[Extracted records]
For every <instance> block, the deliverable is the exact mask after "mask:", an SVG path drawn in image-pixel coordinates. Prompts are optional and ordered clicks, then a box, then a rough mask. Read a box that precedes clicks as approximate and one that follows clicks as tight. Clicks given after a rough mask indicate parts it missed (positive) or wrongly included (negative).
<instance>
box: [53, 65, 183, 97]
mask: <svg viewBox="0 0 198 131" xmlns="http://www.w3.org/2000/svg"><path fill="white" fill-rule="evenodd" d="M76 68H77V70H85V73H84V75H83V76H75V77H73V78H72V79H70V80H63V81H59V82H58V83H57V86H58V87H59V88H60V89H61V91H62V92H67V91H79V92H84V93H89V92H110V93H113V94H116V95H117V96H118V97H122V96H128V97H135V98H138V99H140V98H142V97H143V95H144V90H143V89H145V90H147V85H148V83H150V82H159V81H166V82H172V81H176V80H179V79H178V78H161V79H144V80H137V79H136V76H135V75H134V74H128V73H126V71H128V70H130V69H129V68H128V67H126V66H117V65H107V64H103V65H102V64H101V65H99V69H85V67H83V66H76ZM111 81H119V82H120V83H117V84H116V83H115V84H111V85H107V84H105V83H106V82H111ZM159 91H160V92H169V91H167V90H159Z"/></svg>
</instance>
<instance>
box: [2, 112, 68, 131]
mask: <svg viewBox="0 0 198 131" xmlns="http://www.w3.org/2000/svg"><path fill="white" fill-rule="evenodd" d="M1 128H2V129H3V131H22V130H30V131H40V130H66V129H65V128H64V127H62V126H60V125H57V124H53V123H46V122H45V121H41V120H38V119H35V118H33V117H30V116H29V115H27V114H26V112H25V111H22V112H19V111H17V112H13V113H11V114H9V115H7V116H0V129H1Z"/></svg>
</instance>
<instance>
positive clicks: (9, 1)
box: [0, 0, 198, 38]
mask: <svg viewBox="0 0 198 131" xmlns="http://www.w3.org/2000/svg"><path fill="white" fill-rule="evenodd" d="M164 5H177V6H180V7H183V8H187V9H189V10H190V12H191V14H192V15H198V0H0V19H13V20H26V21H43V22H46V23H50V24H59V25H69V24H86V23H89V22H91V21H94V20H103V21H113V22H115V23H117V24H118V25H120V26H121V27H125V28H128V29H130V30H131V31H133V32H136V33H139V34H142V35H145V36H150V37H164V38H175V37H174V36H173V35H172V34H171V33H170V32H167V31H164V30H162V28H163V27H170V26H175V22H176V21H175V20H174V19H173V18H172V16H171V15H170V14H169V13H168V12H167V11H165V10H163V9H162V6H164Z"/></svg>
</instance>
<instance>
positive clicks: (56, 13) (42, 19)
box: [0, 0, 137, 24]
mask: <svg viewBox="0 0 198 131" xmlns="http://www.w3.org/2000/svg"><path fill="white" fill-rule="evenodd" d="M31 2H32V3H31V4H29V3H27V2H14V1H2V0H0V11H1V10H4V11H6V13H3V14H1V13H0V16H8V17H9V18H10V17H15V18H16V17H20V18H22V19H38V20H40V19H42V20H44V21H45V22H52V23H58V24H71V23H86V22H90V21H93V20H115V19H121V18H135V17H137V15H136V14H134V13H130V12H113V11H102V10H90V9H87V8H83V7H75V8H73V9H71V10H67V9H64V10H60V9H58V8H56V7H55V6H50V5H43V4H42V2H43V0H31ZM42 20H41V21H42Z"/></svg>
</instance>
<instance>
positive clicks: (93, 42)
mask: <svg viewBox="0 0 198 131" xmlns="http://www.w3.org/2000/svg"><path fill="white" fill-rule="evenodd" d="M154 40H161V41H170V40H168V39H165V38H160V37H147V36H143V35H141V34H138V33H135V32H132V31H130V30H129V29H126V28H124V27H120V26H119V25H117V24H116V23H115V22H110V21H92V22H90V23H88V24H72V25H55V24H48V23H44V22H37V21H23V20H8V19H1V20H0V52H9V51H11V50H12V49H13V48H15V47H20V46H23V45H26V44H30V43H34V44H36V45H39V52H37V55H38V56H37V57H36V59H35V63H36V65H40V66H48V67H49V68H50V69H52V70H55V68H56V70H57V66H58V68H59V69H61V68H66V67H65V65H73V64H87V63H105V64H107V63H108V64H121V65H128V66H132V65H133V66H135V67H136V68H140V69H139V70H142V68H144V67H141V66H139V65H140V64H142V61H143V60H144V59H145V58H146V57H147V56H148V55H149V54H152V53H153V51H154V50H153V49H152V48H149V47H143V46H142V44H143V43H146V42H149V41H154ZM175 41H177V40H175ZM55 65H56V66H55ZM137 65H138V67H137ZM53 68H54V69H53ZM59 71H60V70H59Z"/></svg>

## [Directive]
In the part of the data that runs from its first line through the line containing "box: [53, 65, 183, 97]", swap "deliverable" for "required output" and write those lines out again with nothing else altered.

## [Expected output]
For every <instance> block, the required output is the exact mask after "mask:", an SVG path drawn in image-pixel coordinates. Prompts are optional and ordered clicks, then a box, then a rough mask. Read a box that precedes clicks as approximate and one that follows clicks as tight. Clicks given after a rough mask indicate parts it missed (positive) or wrongly included (negative).
<instance>
box: [53, 65, 183, 97]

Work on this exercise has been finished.